# Neat little gadget...



## Rob (Oct 31, 2006)

Here is something I have never seen before, never knew existed. It's called a spill plane and is used to make conical shavings for transferring a flame.
Leave it to Lee Valley to offer it. It's one of those tools I don't need but have to have and can't live without. I wish I had the money I've spent on tools like that. It's an addiction.

http://www.leevalley.com/wood/page.aspx?c=2&p=64338&cat=1,41182


----------



## cabinetman (Jul 5, 2007)

That is pretty cool. I guess you could take a long curly one from a block plane and twist it. But, I think a long match is easier (and cheaper).


----------



## Julian the woodnut (Nov 5, 2008)

For $49, I'll stick to rolled up newspaper. Neat tool though.


----------



## Rob (Oct 31, 2006)

> But, I think a long match is easier (and cheaper).


You are no fun whatsoever.


----------



## johnep (Apr 12, 2007)

I remember my grandparents having a tall container full of spills and tapers next to the fire. Used to save on matches.
johnep


----------



## clarionflyer (Apr 27, 2008)

We have a local "Shaker Woods" festival here. A guy comes in every year who makes everything by hand. (He hand cut's perfect dovetails in minutes). 
Anyways, he made his own spill plane out of wood (designed from an antique if I remember correctly). He gives the spills to all the kids.
Fun stuff.


----------



## egeorge1 (Dec 18, 2009)

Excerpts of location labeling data
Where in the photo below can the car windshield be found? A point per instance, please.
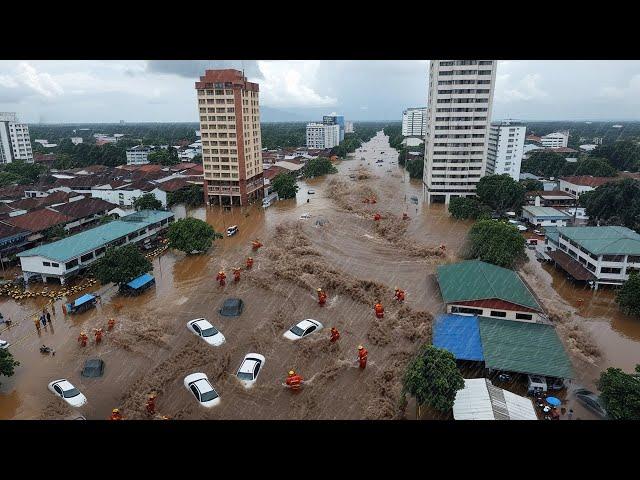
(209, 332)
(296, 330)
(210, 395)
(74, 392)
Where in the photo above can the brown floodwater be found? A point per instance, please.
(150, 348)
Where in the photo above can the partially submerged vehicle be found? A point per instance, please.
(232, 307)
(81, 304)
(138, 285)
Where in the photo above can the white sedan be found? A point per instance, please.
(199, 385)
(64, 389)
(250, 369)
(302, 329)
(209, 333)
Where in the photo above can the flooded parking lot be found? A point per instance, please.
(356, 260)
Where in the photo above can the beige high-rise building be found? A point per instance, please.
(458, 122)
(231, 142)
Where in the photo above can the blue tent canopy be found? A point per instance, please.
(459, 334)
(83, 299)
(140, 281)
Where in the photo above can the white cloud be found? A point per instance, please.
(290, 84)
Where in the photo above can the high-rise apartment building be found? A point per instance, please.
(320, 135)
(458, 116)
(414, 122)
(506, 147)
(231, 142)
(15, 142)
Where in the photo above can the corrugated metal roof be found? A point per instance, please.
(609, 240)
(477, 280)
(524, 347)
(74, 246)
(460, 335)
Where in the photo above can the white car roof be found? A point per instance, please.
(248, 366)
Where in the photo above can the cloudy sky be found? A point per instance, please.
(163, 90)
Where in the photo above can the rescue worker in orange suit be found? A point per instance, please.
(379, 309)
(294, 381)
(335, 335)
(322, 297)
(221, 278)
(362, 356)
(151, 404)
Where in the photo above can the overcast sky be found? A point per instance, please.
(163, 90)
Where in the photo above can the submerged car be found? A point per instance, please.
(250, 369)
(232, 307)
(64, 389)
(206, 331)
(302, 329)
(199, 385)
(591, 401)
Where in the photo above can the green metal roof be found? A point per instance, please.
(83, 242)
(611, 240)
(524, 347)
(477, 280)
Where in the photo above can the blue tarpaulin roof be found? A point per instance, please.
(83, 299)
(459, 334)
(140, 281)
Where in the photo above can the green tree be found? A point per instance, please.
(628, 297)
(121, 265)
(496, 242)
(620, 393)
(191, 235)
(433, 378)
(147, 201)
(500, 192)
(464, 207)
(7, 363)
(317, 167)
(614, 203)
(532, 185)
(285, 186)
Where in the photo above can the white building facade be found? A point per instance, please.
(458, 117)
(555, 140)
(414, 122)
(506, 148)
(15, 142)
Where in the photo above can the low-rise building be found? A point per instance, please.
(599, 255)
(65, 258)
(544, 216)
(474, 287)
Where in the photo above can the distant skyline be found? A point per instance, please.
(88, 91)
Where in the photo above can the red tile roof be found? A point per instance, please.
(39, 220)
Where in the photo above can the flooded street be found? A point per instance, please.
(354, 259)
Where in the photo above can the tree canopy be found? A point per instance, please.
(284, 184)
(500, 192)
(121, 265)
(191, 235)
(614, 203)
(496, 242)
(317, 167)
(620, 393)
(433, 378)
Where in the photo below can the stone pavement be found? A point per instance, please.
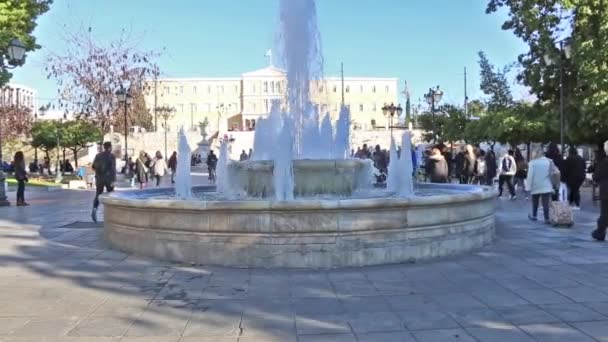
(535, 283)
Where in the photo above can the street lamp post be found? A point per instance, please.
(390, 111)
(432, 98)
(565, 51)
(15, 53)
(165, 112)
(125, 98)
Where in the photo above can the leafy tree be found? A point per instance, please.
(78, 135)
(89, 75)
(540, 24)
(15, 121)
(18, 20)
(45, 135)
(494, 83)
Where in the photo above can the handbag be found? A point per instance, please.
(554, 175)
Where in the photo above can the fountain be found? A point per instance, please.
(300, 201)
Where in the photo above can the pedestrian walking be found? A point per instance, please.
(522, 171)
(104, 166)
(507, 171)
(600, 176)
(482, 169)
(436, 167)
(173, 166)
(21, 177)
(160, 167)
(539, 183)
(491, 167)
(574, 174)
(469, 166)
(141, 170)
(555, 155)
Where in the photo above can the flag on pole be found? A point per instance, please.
==
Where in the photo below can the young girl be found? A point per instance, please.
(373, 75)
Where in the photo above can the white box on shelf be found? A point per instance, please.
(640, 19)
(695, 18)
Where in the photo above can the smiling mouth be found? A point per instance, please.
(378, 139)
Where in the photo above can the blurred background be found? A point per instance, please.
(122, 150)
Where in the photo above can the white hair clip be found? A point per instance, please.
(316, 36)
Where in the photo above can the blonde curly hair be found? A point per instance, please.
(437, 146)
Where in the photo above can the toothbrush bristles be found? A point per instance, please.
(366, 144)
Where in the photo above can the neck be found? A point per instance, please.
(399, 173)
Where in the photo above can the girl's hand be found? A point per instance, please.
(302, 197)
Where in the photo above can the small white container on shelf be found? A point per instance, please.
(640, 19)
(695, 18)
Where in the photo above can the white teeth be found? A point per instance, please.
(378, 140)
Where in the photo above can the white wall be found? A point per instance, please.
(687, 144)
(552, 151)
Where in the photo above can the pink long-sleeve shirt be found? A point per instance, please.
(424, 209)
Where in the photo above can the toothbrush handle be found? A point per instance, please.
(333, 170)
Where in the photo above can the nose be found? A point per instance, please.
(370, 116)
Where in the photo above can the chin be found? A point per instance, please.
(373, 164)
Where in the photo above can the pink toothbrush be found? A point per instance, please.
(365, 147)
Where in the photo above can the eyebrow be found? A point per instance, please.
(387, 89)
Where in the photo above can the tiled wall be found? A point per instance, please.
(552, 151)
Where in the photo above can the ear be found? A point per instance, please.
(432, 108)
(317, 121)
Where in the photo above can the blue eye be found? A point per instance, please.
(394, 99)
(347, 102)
---
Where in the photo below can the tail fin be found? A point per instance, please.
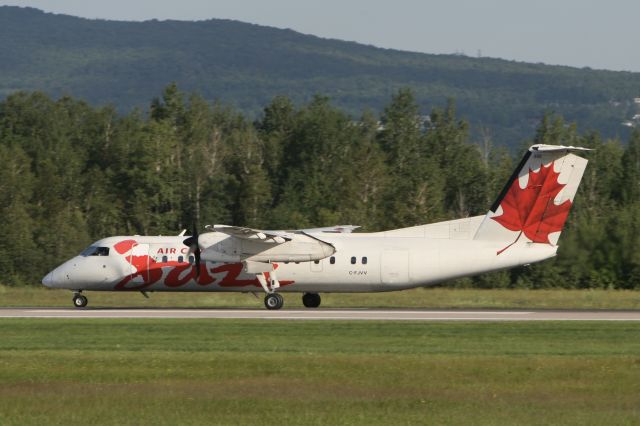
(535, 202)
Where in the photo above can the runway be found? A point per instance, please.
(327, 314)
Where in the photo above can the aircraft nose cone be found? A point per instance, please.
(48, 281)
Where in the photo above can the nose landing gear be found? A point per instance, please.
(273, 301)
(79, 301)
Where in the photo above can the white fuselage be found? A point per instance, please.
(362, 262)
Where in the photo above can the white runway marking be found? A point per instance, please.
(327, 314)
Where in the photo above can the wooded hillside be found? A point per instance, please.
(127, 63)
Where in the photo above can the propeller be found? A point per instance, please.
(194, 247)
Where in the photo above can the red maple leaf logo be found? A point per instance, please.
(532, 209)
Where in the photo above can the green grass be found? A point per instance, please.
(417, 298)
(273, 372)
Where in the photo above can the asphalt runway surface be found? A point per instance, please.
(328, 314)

Written tasks
1) Change the records between the line holding "Where in the photo above can the pedestrian" and the line holding "Where in the photo above can the flag", inclusive, so that "pedestrian walking" becomes "walking pedestrian", and leave everything else the same. Give back only those lines.
2) Go on with the forum thread about the spill plane, picking up after its last line.

Exercise answers
1)
Where in the photo above can the walking pedestrian be found? A point per instance, please.
(522, 171)
(104, 166)
(507, 171)
(600, 176)
(482, 169)
(436, 167)
(173, 166)
(21, 177)
(160, 167)
(539, 183)
(491, 167)
(574, 174)
(469, 166)
(141, 170)
(555, 155)
Where in the photo above can the flag on pole be found? A point per instance, please.

2)
spanish cedar spills are a prefered method of lighting cigars by some aficionados. That's what I would do with this tool.


----------



## phinds (Mar 25, 2009)

slick trick


----------



## Daren (Oct 14, 2006)

I saw Roy Underhill making one of those on his show...I thought it was cool.


----------



## BlackWater (Nov 20, 2009)

That is a cool tool! For 50 bucks, I'll have to pass, but I bet I can modify an old block plane and do the same thing! Another thing to play with this winter............


----------



## MuseumWood (Mar 6, 2010)

We do the spills at Steppingstone all the time. People are fascinated by them. Once upon a time matches didn't exist. When they were invented they were too expensive for a long time. Spills are wonderful if you have to use flint and steel all the time! Now you know why you keep the home fire burning!!

Try putting a low angle block plane, set fine, in a face vise. Run straight grained wood along it , but skewed about 30 degrees, or so.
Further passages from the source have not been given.